* Begin Document excerpt *

In addition, Basil loves "touch". We practice this one tons and she'll nose boop to tell me she wants treats. Sometimes when we cross the street I'll ask for "touch" so she will keep nose booping my hip until we safely cross... So, that's good.

Basil is looking forward to practicing January!


----------



## AbBen (May 31, 2020)

Thanks for bringing this full circle! We are doing pretty good, although poodle brain has the ability to in a split second calculate all the variables to decide whether it’s worth it to leave it or not. As long as the reward is higher value he’s rock solid. If it’s not, for example when he finds something interesting walking and I’m silly and have forgotten treats or they are boring treats maybe 50/50. 

A dead bird was more high value than the treats I had this morning so leave it did not work! 

I just have to be smarter than he is. Which is not easy!


----------



## PeggyTheParti (Sep 5, 2019)

A dead bird! I can’t even imagine how Peggy would react to such a thing. She’s agreed to leave dead fish before, but birds are the most thrilling thing, as far as Peggy is concerned. I think we’d have used a solid “Let’s go!” in that situation and done a 180. But it’s hard to constantly scan the horizon for poodle treasures. Sometimes you’re upon them before you even notice them.

* End Document excerpt *
* Begin Entries *

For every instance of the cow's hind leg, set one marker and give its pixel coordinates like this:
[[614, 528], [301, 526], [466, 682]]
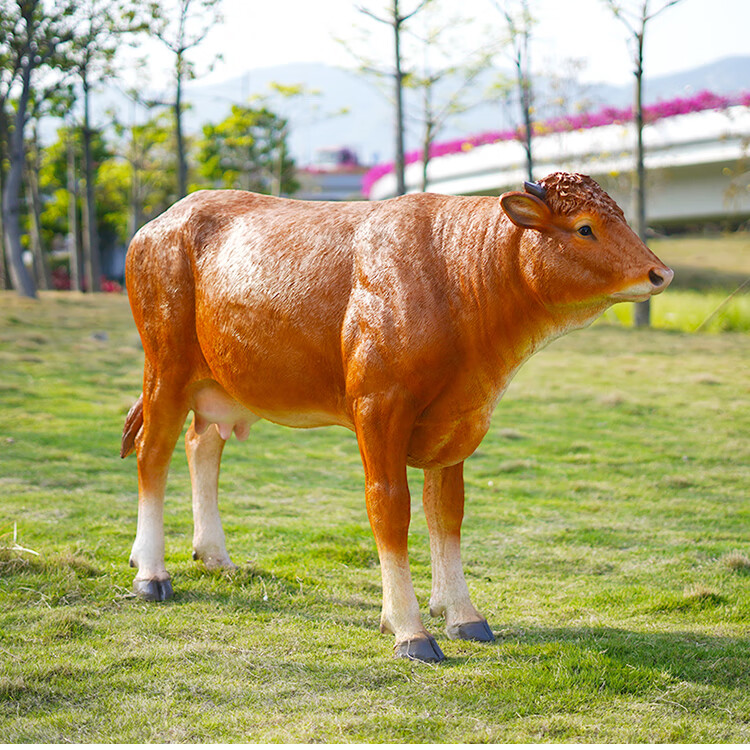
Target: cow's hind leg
[[444, 508], [164, 413], [382, 434], [204, 459]]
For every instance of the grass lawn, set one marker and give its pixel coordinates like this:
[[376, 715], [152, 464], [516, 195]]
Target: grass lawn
[[607, 540]]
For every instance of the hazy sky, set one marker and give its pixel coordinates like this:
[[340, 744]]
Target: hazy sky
[[264, 33]]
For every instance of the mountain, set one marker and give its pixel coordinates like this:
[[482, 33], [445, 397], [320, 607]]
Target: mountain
[[350, 110]]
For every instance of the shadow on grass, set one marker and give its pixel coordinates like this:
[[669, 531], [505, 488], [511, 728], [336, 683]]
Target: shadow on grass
[[717, 661]]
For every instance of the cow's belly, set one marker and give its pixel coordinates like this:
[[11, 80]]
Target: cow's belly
[[440, 444], [213, 405]]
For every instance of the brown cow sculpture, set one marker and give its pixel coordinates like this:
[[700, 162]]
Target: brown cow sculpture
[[403, 320]]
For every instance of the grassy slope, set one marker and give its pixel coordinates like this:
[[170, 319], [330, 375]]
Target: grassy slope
[[606, 539]]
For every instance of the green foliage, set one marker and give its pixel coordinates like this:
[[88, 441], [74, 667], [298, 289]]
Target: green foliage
[[606, 538], [111, 187], [247, 150]]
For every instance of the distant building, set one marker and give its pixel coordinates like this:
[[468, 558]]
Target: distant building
[[334, 175], [697, 161]]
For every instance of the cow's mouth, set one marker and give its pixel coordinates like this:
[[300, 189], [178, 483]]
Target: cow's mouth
[[658, 280]]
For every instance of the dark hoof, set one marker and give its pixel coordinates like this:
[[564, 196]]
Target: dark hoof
[[153, 591], [420, 649], [472, 631]]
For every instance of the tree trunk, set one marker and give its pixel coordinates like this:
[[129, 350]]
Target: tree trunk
[[19, 274], [4, 277], [92, 260], [74, 241], [642, 309], [398, 92], [524, 84], [41, 267], [181, 163]]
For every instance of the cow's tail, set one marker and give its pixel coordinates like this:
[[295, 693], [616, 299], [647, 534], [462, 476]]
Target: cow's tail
[[133, 425]]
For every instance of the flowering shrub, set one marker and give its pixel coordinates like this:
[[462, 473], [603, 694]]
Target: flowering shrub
[[61, 281], [705, 100]]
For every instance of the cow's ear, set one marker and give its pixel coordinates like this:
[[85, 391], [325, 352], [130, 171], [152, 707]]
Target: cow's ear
[[526, 210]]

* End Entries *

[Tasks to perform]
- a) In the dog training thread, what does Basil do when asked for "touch" while crossing the street?
- b) Copy out the passage of the dog training thread that starts at the words "I just have" and ends after "even notice them.".
- c) Write the next part of the dog training thread, continuing from its last sentence.

[Task answers]
- a) She keeps nose booping the writer's hip until they have safely crossed.

- b)
I just have to be smarter than he is. Which is not easy!


----------



## PeggyTheParti (Sep 5, 2019)

A dead bird! I can’t even imagine how Peggy would react to such a thing. She’s agreed to leave dead fish before, but birds are the most thrilling thing, as far as Peggy is concerned. I think we’d have used a solid “Let’s go!” in that situation and done a 180. But it’s hard to constantly scan the horizon for poodle treasures. Sometimes you’re upon them before you even notice them.

- c)
We had a remarkably error-free month, which was a relief after last Christmas’s broken lightbulb fiasco. But we continue to practise every single day.

One thing I’m learning is that having “the good stuff” on me doesn’t necessarily mean I have to feed it to her. If I’m stuffing her with cheese for every nice thing she does on a walk, she’s not going to choose cheese over a tantalizing sidewalk treasure.

I need her to believe that I always have something even more amazing in my pocket. And that only the VERY BEST POODLES unlock it.

That’s what we’re currently working on—building that anticipation/trust rather than relying on a lure. As with most things, it would be much easier if I were her sole trainer. But...patience. 



Basil_the_Spoo said:


> In addition, Basil loves "touch". We practice this one tons and she'll nose boop to tell me she wants treats. Sometimes when we cross the street I'll ask for "touch" so she will keep nose booping my hip until we safely cross... So, that's good.


What a cool use of “touch”! Nicely done. I’ll have January’s trick posted shortly.


----------



## Rose n Poos (Sep 22, 2017)

Late reporting in here...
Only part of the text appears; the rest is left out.